* Your assignment
Every line in the records below with the string "chapel" is to be copied out.

[Natural-language object grounding data]
::::

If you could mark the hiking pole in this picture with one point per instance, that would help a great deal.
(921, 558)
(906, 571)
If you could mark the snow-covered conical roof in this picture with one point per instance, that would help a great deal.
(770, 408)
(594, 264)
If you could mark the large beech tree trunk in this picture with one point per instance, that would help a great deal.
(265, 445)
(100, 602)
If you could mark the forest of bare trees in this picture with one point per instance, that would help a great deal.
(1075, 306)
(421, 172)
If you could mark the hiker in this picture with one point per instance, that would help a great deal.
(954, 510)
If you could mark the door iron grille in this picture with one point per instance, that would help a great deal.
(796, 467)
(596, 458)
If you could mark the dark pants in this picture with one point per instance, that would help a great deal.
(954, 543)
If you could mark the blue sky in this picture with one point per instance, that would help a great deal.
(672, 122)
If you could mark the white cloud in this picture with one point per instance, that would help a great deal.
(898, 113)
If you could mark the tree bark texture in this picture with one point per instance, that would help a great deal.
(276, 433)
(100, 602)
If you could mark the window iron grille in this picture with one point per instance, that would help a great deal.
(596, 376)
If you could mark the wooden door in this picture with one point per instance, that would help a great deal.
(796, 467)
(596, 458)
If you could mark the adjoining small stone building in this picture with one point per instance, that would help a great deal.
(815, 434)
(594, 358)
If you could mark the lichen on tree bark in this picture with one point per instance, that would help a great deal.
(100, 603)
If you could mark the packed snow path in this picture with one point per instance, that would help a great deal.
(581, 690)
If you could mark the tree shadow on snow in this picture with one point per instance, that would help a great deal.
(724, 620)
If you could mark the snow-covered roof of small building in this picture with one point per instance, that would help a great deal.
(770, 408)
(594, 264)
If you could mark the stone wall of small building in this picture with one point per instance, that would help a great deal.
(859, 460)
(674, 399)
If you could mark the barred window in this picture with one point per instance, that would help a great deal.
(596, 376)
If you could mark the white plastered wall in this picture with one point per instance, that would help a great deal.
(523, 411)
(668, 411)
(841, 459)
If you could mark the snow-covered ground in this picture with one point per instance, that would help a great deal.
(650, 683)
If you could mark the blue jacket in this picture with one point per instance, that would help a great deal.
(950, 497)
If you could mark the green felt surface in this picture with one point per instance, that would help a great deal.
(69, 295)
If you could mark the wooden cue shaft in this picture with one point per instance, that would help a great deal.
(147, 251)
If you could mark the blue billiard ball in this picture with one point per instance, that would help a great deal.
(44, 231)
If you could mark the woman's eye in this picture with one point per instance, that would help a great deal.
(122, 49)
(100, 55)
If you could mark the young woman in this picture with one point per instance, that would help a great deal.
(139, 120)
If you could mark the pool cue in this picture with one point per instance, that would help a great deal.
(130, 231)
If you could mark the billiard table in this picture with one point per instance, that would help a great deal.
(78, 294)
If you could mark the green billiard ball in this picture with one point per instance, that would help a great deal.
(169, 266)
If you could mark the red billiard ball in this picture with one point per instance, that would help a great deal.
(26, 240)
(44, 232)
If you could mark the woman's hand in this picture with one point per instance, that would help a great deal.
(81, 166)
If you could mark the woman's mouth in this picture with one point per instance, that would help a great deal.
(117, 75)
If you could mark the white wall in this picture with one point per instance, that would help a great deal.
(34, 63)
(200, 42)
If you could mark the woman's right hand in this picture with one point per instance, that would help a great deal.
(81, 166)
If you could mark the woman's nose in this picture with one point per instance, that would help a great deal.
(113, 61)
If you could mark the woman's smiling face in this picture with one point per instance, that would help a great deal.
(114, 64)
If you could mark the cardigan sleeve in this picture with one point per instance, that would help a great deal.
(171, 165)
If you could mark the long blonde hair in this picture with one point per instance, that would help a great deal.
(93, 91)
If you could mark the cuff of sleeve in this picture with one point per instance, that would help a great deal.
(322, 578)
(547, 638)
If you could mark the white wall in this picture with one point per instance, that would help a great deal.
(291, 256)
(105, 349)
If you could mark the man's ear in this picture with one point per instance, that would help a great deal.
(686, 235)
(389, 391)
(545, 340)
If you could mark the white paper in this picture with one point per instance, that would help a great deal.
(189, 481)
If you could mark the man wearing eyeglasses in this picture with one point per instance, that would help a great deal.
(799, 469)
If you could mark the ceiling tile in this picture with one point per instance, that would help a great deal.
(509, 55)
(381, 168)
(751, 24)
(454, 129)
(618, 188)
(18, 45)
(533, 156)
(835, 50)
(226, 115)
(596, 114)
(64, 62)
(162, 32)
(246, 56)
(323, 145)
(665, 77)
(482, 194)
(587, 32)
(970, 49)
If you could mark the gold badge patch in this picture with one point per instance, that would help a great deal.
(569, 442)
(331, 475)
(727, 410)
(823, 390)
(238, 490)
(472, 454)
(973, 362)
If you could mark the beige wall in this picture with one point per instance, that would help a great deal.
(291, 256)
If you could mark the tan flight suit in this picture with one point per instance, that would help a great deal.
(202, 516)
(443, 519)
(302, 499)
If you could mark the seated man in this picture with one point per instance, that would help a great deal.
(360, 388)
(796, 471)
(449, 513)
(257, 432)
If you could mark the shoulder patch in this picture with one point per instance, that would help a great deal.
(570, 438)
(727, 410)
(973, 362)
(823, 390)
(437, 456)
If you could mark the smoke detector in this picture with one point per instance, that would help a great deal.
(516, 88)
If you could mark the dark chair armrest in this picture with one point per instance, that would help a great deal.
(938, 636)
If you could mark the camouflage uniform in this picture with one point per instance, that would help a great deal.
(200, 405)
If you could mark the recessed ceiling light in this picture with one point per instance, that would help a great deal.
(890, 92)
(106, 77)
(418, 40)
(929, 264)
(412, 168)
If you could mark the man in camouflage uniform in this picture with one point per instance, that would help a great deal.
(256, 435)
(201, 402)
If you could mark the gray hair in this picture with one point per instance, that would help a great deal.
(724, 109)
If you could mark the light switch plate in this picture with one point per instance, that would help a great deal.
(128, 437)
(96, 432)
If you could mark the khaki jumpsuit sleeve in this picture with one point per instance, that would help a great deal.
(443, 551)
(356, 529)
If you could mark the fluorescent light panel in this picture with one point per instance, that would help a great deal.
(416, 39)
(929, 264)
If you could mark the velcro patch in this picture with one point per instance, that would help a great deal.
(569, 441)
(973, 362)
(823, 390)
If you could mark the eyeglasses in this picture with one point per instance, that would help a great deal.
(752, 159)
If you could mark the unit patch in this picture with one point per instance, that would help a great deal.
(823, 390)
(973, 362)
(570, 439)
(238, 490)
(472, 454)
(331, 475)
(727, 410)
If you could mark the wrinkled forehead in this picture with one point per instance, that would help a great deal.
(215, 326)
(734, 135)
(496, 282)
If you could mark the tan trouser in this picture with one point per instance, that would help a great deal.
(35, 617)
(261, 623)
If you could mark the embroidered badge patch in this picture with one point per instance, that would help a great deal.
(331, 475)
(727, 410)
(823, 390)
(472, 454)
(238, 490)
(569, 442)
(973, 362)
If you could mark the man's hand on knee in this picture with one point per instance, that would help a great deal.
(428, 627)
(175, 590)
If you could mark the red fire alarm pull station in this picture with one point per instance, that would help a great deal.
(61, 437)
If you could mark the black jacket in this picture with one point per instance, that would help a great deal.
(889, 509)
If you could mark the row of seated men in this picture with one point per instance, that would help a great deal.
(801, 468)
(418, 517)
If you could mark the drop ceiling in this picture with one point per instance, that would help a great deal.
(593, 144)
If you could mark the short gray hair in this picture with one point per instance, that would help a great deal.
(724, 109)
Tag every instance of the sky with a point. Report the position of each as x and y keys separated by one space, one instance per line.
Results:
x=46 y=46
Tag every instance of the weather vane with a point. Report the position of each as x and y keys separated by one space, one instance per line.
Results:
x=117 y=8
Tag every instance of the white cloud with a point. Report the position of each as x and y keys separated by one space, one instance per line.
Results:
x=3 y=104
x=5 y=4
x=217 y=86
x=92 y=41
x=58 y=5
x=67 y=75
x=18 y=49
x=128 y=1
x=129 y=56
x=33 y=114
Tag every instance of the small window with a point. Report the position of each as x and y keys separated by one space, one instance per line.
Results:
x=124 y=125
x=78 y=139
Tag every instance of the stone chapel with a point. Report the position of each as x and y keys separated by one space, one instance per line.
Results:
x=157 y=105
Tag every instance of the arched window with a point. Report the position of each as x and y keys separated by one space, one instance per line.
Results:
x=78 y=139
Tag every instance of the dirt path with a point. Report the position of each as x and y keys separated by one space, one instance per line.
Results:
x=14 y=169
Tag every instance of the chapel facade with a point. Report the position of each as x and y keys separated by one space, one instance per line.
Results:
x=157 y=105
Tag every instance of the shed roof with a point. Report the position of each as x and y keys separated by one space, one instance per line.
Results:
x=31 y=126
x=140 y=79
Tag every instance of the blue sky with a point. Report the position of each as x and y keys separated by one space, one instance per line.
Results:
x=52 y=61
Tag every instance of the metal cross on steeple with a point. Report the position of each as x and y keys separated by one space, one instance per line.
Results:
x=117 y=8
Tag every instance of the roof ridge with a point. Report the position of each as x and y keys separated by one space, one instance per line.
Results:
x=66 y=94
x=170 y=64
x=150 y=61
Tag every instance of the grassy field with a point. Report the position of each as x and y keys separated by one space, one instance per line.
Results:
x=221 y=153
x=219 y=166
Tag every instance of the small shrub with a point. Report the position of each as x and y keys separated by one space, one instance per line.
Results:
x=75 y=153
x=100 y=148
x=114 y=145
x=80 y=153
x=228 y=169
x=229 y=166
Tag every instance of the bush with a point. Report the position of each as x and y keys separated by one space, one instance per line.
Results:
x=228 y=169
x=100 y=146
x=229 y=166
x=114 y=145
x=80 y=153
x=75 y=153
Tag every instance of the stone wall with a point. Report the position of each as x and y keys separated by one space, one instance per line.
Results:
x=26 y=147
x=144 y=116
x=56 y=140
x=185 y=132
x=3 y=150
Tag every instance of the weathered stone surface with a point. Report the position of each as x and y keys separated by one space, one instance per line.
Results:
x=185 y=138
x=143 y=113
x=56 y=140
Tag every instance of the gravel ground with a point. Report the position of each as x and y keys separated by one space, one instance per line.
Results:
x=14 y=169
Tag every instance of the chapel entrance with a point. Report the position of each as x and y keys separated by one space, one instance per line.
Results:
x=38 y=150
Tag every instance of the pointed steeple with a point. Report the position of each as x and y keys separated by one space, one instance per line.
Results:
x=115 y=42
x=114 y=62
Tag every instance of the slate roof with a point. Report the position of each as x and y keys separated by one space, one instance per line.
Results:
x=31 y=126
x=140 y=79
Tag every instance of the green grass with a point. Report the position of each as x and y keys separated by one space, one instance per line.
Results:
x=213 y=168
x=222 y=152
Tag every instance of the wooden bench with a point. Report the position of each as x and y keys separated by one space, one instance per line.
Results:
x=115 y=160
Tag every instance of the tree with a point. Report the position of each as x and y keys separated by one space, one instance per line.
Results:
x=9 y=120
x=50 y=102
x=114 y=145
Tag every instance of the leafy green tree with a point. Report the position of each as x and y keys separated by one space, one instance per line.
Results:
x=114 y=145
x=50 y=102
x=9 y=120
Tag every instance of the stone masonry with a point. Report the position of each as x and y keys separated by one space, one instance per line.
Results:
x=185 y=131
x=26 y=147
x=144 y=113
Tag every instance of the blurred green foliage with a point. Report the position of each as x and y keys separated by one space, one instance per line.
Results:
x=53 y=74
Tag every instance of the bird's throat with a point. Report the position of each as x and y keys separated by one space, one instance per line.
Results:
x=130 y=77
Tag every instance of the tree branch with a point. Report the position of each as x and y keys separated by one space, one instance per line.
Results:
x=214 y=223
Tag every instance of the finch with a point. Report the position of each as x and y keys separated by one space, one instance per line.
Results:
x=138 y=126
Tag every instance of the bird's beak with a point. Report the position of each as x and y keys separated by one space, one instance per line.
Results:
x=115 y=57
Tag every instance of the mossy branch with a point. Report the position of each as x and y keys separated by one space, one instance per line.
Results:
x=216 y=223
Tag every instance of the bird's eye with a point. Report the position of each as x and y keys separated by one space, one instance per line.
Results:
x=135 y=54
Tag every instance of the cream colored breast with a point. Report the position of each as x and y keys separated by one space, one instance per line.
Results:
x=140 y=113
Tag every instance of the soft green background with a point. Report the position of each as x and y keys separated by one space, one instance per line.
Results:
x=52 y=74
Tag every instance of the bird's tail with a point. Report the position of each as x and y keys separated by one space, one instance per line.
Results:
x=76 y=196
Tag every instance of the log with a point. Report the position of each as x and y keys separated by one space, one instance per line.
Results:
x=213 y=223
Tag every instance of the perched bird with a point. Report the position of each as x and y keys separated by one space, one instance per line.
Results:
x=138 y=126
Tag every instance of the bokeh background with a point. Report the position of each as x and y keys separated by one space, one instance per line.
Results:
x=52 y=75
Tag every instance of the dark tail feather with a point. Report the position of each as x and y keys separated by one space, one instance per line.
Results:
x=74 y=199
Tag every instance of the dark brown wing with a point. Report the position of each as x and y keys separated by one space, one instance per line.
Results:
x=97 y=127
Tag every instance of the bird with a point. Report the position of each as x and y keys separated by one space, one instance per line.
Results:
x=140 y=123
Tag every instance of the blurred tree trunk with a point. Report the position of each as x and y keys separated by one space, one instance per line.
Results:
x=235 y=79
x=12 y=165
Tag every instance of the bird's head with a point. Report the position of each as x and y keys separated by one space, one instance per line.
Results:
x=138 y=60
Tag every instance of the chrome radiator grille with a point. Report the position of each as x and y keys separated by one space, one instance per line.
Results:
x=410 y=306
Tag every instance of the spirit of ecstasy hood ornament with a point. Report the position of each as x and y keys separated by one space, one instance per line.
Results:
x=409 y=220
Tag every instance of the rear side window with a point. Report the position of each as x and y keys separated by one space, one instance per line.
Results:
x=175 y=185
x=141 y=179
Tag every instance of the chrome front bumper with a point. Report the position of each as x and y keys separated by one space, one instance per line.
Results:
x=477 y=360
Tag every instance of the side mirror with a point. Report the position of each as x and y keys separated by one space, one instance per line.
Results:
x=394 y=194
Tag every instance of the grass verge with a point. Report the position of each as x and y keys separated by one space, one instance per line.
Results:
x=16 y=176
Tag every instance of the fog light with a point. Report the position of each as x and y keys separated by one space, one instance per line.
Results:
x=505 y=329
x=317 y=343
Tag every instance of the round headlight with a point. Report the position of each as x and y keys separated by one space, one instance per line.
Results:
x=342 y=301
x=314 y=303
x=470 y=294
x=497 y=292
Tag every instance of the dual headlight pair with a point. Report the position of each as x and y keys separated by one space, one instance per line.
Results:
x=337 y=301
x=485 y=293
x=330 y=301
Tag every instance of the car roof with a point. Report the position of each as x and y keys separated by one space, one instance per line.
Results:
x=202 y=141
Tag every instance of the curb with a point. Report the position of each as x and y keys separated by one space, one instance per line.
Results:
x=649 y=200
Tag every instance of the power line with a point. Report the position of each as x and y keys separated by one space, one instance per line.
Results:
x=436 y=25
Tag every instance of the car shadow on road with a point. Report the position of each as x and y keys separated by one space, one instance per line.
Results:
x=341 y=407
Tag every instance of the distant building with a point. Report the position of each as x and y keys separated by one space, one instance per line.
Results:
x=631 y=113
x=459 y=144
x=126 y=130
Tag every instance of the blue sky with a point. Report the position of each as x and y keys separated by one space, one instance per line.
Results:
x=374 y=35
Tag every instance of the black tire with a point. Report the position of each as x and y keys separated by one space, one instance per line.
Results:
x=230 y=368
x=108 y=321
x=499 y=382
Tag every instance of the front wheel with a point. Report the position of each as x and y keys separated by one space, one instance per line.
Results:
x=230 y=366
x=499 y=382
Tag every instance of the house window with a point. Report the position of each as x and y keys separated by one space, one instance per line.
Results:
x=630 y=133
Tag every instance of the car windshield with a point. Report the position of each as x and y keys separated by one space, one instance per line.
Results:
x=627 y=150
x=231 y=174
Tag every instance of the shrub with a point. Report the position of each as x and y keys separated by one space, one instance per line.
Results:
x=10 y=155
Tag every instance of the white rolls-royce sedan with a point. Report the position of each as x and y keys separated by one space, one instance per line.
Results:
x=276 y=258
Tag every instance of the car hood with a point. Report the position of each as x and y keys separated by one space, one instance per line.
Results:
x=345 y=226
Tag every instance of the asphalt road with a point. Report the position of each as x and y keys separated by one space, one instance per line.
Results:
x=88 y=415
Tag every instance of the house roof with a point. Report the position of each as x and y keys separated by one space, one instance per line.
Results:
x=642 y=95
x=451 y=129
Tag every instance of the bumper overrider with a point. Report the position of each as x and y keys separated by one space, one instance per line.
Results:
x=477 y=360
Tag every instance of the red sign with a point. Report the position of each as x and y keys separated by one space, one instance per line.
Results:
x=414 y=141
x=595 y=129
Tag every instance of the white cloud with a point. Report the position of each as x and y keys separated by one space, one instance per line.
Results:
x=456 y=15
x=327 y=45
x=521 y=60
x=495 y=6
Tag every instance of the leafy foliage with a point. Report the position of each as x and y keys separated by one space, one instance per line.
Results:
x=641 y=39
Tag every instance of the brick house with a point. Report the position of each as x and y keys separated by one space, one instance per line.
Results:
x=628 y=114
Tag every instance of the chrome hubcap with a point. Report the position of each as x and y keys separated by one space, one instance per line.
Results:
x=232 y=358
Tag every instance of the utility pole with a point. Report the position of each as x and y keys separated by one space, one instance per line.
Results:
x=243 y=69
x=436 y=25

::::

* Reply to the exercise
Tag every instance of the stone chapel with a point. Report the position of each as x and y keys separated by one space, one instance per line.
Tag every instance of the chapel facade with a point. Report the position of each as x and y keys separated by one space, one instance per line.
Tag every instance of the chapel entrance with a point. Report the position of each as x and y keys separated by one space, one instance per line.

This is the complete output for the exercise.